- _TRECHO FORNECIDO_:
= = = = = = =
A busca por características que promovam melhorias, tanto na eficiência produtiva quanto no bem-estar
animal, tem sido uma prioridade no cenário atual da pecuária de corte. Entre essas características, o
caráter mocho, ou ausência de chifres, se destaca como um atributo de grande importância. O primeiro
registro de um animal mocho no Brasil data de 1957. Porém, há registros fotográficos de animais
mochos na Índia muito antes disso, como documentado no livro “ONGOLE” (Compendium 1885-2016)
pelos autores Mullapudi Narendranath e Adusumilli Madhusudhana Rao. Desde então, a seleção para
essa característica tem sido amplamente difundida.
Os principais benefícios e fatores econômicos associados à seleção de animais mochos incluem o bem-
estar animal, ao reduzir o efeito de dominância e brigas entre os animais, evitando lesões e contusões
que afetam diretamente o rendimento e a qualidade da carne. Além disso, promove a segurança dos
colaboradores das fazendas e elimina a necessidade de procedimentos dolorosos como a descorna, que
pode impactar negativamente no desempenho e bem-estar dos animais. A seleção de animais mochos
também beneficia projetos de produção de animais meio sangue, proporcionando bonificações
adicionais.
A herança da presença de chifres foi uma das primeiras características de herança mendeliana estudadas
em bovinos. Por um longo tempo, a maioria dos estudos sobre a base genética da ausência de chifres em
bovinos foi conduzida principalmente em animais de raças taurinas (Bos taurus taurus). Acreditava-se
que a presença ou ausência de chifres em bovinos fosse geneticamente determinada por um único par de
genes, identificando-a como uma característica monogênica, com dominância do alelo mocho (alelo
dominante) sobre o alelo padrão (alelo recessivo). Dessa forma, os primeiros estudos realizados em
animais zebuínos basearam-se também na análise do fenótipo de mocho ou chifre.
= = = = = = =
- _PROBLEMA A RESOLVER_:
Dê continuidade ao texto sobre a ausência de chifres em bovinos, começando logo após a última frase apresentada.
= = = = = = =
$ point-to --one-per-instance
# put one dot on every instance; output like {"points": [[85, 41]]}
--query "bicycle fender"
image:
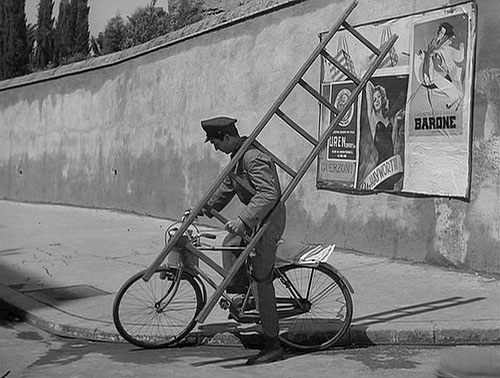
{"points": [[337, 272]]}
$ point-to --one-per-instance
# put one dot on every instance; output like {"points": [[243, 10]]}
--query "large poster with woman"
{"points": [[439, 104], [409, 131]]}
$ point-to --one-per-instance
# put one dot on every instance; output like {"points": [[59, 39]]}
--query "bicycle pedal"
{"points": [[224, 304]]}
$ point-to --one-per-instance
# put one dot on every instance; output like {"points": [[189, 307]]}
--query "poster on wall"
{"points": [[409, 130]]}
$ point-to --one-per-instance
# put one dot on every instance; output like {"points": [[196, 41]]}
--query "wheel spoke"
{"points": [[330, 310], [143, 321]]}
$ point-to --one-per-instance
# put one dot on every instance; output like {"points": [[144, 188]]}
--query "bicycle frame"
{"points": [[286, 307]]}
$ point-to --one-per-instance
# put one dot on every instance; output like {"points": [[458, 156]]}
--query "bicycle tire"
{"points": [[330, 312], [141, 322]]}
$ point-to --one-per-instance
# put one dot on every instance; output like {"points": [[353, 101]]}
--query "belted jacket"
{"points": [[256, 183]]}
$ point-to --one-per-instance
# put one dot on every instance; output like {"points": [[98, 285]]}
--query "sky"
{"points": [[101, 11]]}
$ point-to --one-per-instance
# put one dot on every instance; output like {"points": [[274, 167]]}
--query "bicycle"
{"points": [[313, 299]]}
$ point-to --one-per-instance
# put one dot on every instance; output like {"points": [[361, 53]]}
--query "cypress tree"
{"points": [[44, 33], [14, 54], [82, 34]]}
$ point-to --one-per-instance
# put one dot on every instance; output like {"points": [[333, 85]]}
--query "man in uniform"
{"points": [[256, 183]]}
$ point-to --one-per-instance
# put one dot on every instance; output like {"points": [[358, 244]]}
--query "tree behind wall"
{"points": [[72, 34], [44, 34], [14, 54]]}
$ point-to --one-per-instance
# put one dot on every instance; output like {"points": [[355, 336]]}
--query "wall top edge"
{"points": [[225, 19]]}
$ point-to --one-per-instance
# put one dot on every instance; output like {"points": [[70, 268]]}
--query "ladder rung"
{"points": [[296, 127], [278, 161], [359, 36], [336, 63], [320, 98]]}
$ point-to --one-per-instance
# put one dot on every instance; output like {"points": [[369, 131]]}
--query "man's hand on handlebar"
{"points": [[235, 226]]}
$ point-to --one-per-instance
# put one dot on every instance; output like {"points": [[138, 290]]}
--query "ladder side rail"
{"points": [[326, 135], [206, 259], [339, 66], [276, 159], [190, 219], [361, 38], [318, 96], [305, 166], [297, 128], [202, 316]]}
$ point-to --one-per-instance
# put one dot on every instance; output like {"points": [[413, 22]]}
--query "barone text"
{"points": [[432, 123]]}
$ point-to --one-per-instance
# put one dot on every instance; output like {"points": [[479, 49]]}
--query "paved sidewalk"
{"points": [[60, 268]]}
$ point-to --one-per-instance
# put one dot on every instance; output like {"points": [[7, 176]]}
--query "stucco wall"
{"points": [[122, 132]]}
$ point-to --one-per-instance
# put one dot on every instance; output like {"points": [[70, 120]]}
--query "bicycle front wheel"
{"points": [[327, 305], [160, 312]]}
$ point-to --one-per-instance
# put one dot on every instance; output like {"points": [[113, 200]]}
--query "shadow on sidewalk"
{"points": [[412, 310]]}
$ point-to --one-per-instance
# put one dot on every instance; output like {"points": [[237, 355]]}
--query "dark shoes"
{"points": [[238, 301], [272, 352], [266, 356]]}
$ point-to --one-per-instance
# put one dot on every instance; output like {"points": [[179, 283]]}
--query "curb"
{"points": [[18, 304]]}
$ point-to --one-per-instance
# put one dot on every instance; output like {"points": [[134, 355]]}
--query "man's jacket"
{"points": [[256, 183]]}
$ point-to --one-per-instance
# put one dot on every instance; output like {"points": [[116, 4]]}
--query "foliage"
{"points": [[48, 43], [145, 24], [149, 22], [185, 12], [14, 54], [44, 34], [114, 35], [71, 42]]}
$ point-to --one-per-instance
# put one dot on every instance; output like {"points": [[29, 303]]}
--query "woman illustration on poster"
{"points": [[383, 128], [439, 67]]}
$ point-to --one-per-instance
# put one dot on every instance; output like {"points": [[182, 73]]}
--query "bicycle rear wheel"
{"points": [[329, 307], [157, 313]]}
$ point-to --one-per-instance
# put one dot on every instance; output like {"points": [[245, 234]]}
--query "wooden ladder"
{"points": [[296, 176]]}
= = = = = = =
- _RESPOSTA DO EXERCÍCIO_:
No entanto, estudos posteriores em animais zebuínos (Bos taurus indicus) revelaram uma complexidade
maior no padrão de herança, indicando a influência de múltiplos genes na expressão do fenótipo,
especialmente em raças como o Nelore, onde estruturas como o batoque e o calo são evidências
adicionais dessa complexidade. Essa presença de estruturas semelhantes a chifres na raça Nelore, como
o batoque, que são estruturas de diferentes tamanhos e não possuem ligação fixa ao crânio como os
chifres, juntamente com a presença de calo, despertou maior interesse em estudos para elucidar o padrão
de herança desse caráter complexo. Esses estudos revelaram que a presença do batoque, por exemplo,
varia geneticamente, e sua expressão fenotípica é influenciada pelo sexo e pelo locus Mocho, sendo
mais comum em machos do que em fêmeas. Foi concluído, portanto, que a expressão desse caráter é
influenciada por múltiplos genes, classificando-o como uma característica poligênica em animais Bos
indicus.
O desenvolvimento da DEP Mocho
Com o objetivo contínuo de desenvolver novas tecnologias que auxiliem os criadores durante o processo
de seleção e atender às demandas por animais mochos com ferramentas precisas para identificação e
seleção, a ANCP (Associação Nacional de Criadores e Pesquisadores) desenvolveu um modelo de
classificação fenotípica dos animais quanto à presença de chifres, mocho e suas variações (batoque e
calo), dividindo-os em quatro categorias: animais mochos; animais mochos filhos de progenitores
padrão; animais com presença de calo ou batoque e animais com chifres.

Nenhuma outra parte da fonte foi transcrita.